---------- Texto para leitura ----------

Redatora por formação, Adriana Cury começou na grande MPM. Desde então, já foi presidente da McCann Erickson, atuou como VP Nacional de Criação na Ogilvy, integrando o conselho global, e hoje é VP de criação da nova/sb.
Adriana é uma das mais premiadas publicitárias brasileiras, a lista de feitos é grande: leões em Cannes, edições como jurada, Caboré, Colunistas, eleita uma das mulheres mais influentes do Brasil segundo a Forbes. Pois é, Adriana fez e faz história na propaganda. E a gente está fazendo história aqui no blog conversando com ela. Uma honra.
Aproveitem. Boa leitura e boa aula.
1. Conte um pouco sobre os seus primeiros anos na profissão. Você começou como redatora na MPM, certo?
Sempre gostei de escrever. Lia muito desde pequena, minha mãe era professora de línguas neolatinas e lotava minha prateleira de livros. Sempre quis trabalhar com publicidade, essa coisa de criar, ter ideias mirabolantes pra um produto me fascinava. Estava cursando a FAAP quando soube que a MPM, na época a maior e uma das mais criativas agências do Brasil, estava abrindo uma vaga para revisor.

---------- Dados fornecidos ----------

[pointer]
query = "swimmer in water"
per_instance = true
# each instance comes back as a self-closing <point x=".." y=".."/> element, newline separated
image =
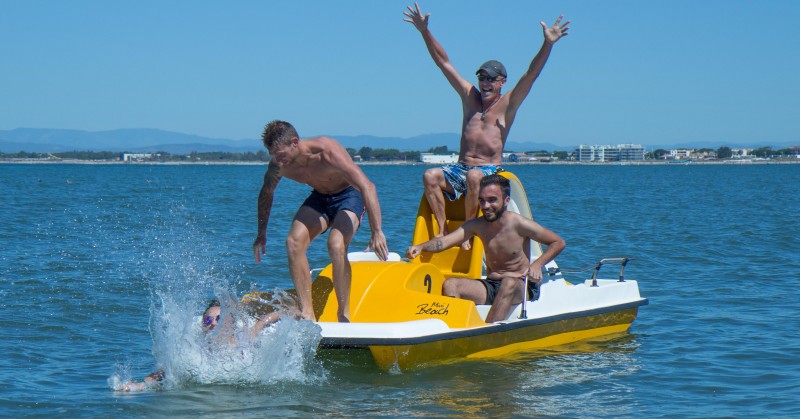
<point x="208" y="322"/>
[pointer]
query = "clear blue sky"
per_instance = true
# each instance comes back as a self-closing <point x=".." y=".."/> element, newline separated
<point x="649" y="72"/>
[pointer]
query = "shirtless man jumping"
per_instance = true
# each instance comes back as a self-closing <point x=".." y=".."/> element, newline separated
<point x="505" y="236"/>
<point x="487" y="119"/>
<point x="341" y="192"/>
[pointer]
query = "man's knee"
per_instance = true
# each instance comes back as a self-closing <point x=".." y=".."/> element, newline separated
<point x="336" y="247"/>
<point x="433" y="177"/>
<point x="474" y="179"/>
<point x="296" y="243"/>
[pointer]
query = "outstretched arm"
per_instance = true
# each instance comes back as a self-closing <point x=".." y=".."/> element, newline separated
<point x="438" y="244"/>
<point x="271" y="179"/>
<point x="555" y="244"/>
<point x="523" y="87"/>
<point x="415" y="17"/>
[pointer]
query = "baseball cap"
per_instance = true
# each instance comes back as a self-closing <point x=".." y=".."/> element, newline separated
<point x="494" y="68"/>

----------

### Tarefa pedida 1
Coloque todas as linhas da seção de dados fornecidos em uma lista numerada, sem as linhas em branco. Deixe as imagens de fora da resposta.
### Tarefa pedida 2
Dê a continuação da entrevista com Adriana Cury a partir da última frase mostrada.
A entrevista com Adriana Cury e as linhas dos dados fornecidos vêm de fontes diferentes.

### Resposta final 1
1. [pointer]
2. query = "swimmer in water"
3. per_instance = true
4. # each instance comes back as a self-closing <point x=".." y=".."/> element, newline separated
5. image =
6. <point x="208" y="322"/>
7. [pointer]
8. query = "clear blue sky"
9. per_instance = true
10. # each instance comes back as a self-closing <point x=".." y=".."/> element, newline separated
11. <point x="649" y="72"/>
12. [pointer]
13. query = "shirtless man jumping"
14. per_instance = true
15. # each instance comes back as a self-closing <point x=".." y=".."/> element, newline separated
16. <point x="505" y="236"/>
17. <point x="487" y="119"/>
18. <point x="341" y="192"/>
19. [pointer]
20. query = "man's knee"
21. per_instance = true
22. # each instance comes back as a self-closing <point x=".." y=".."/> element, newline separated
23. <point x="336" y="247"/>
24. <point x="433" y="177"/>
25. <point x="474" y="179"/>
26. <point x="296" y="243"/>
27. [pointer]
28. query = "outstretched arm"
29. per_instance = true
30. # each instance comes back as a self-closing <point x=".." y=".."/> element, newline separated
31. <point x="438" y="244"/>
32. <point x="271" y="179"/>
33. <point x="555" y="244"/>
34. <point x="523" y="87"/>
35. <point x="415" y="17"/>
36. [pointer]
37. query = "baseball cap"
38. per_instance = true
39. # each instance comes back as a self-closing <point x=".." y=".."/> element, newline separated
40. <point x="494" y="68"/>

### Resposta final 2
Minha mãe tinha acabado de falecer, eu estava deprê. Na época, tinha um namorado que trabalhava na área e ele me estimulou muito a ir até a MPM conversar e “arrumar outras coisas pra minha cabeça”. Como eu dominava o português não seria difícil conseguir a vaga. E, melhor, sem começar como estagiária, o que, na época, não era lá muito valorizado.
Fui e acabaram me contratando na hora. No dia seguinte minha grande escola começou.
A MPM reunia muitos criativos premiados do mercado. Eram artistas, intelectuais, pessoas extremamente interessantes.
Tudo o que eles faziam passava por mim na revisão. E, além de revisar, eu fazia o melhor: aprendia.
Tinha criado uma dupla informal com o Luiz Nogueira, que foi VP de Criação na McCann Rio, mas que na época trabalhava no estúdio da MPM. E pedíamos pro nosso querido Caco (tráfego) passar pequenos jobs pra nós.
Se de um lado minha vida estava cheia de novos desafios, também estava lotada de tarefas. Além disso, eu havia passado a faculdade pro período da noite pra poder fazer um estágio pela manhã com os criativos da agência. Meu trabalho na revisão começava após o almoço e, se precisasse, invadia a noite.
Bem, em 6 ou 7 meses de loucura, decidiram nos promover como a primeira dupla jr da agência. Festa na laje kkk.
Não paramos mais.
Na MPM ganhei Grand Prix no FIAP com uma campanha pra Aliança Francesa, o que mereceu até um artigo do saudoso Lourenço Diaféria na Folha de São Paulo.
Comecei a receber propostas e aí…vida que segue.
2. A Colucci foi uma agência que marcou época, independente e com grandes trabalhos. No período em que esteve lá, você figurou entre as 10 profissionais mais premiadas do mercado brasileiro e também foi pela primeira vez jurada em Cannes. Fale um pouco mais sobre a Colucci, os trabalhos e a importância da agência para o mercado.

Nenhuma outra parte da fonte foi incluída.